## Task requirements
How many lines of the entries below include the word "bougainvillea"? Answer with the number alone.

## Data section
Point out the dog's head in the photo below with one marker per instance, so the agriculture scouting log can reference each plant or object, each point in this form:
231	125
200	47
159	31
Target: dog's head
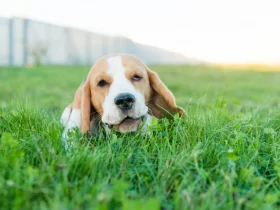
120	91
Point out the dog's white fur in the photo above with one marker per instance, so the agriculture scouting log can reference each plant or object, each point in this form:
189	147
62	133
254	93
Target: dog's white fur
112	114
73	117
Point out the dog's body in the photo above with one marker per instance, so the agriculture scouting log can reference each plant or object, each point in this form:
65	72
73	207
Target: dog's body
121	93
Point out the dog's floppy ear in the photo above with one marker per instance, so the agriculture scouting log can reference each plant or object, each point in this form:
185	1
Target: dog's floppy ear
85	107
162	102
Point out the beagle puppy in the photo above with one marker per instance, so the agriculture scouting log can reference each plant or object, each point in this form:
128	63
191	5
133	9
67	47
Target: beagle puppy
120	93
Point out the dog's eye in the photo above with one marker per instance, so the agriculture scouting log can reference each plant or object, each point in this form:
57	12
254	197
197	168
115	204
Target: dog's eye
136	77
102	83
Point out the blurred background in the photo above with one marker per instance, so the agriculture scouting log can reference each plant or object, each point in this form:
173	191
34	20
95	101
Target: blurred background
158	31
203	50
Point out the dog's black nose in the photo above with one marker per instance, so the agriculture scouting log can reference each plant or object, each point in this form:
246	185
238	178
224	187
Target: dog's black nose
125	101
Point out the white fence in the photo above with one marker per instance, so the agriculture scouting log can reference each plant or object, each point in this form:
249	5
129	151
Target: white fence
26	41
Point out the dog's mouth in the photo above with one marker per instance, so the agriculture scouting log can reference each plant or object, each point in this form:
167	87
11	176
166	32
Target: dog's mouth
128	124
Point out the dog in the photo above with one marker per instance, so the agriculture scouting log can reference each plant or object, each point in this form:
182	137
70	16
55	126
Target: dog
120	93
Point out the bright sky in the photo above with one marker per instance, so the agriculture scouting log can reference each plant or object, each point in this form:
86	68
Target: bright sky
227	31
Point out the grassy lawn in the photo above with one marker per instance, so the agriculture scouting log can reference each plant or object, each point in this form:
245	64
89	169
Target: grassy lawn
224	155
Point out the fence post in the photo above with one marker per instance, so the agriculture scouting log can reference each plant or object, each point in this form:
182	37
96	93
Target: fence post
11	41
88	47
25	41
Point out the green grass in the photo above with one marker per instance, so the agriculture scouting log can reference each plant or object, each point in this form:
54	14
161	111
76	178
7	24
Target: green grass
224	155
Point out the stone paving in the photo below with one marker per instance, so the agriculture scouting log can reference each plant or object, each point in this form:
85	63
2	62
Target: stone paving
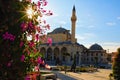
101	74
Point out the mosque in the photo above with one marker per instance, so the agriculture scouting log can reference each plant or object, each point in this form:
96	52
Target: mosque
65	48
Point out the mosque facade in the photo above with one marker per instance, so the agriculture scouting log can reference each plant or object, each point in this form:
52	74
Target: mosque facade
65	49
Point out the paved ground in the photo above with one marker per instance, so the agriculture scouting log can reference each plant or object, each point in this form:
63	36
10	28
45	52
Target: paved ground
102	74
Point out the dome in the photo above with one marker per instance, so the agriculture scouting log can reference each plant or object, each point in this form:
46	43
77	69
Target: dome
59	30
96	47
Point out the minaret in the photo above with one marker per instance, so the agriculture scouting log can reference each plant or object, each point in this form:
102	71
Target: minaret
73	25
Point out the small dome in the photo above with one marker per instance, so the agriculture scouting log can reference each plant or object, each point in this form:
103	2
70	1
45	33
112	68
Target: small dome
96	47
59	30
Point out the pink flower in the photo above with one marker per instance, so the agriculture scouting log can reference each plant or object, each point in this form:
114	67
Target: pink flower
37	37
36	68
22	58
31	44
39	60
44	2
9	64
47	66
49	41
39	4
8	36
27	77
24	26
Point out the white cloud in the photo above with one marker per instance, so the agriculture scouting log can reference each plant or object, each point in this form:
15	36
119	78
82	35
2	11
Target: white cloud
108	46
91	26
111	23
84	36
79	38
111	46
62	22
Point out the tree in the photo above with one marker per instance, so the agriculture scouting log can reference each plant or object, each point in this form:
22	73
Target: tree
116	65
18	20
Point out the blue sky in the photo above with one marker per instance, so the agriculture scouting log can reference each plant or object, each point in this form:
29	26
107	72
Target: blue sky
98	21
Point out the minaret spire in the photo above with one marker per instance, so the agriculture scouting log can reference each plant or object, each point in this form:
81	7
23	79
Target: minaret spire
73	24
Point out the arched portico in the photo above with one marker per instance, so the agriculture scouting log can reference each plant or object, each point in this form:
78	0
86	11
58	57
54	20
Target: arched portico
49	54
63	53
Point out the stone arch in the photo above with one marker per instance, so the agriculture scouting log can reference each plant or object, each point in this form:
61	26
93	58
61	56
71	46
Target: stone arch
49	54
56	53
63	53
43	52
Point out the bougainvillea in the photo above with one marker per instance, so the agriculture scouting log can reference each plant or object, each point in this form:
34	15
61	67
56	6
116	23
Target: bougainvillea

## Result for this task
2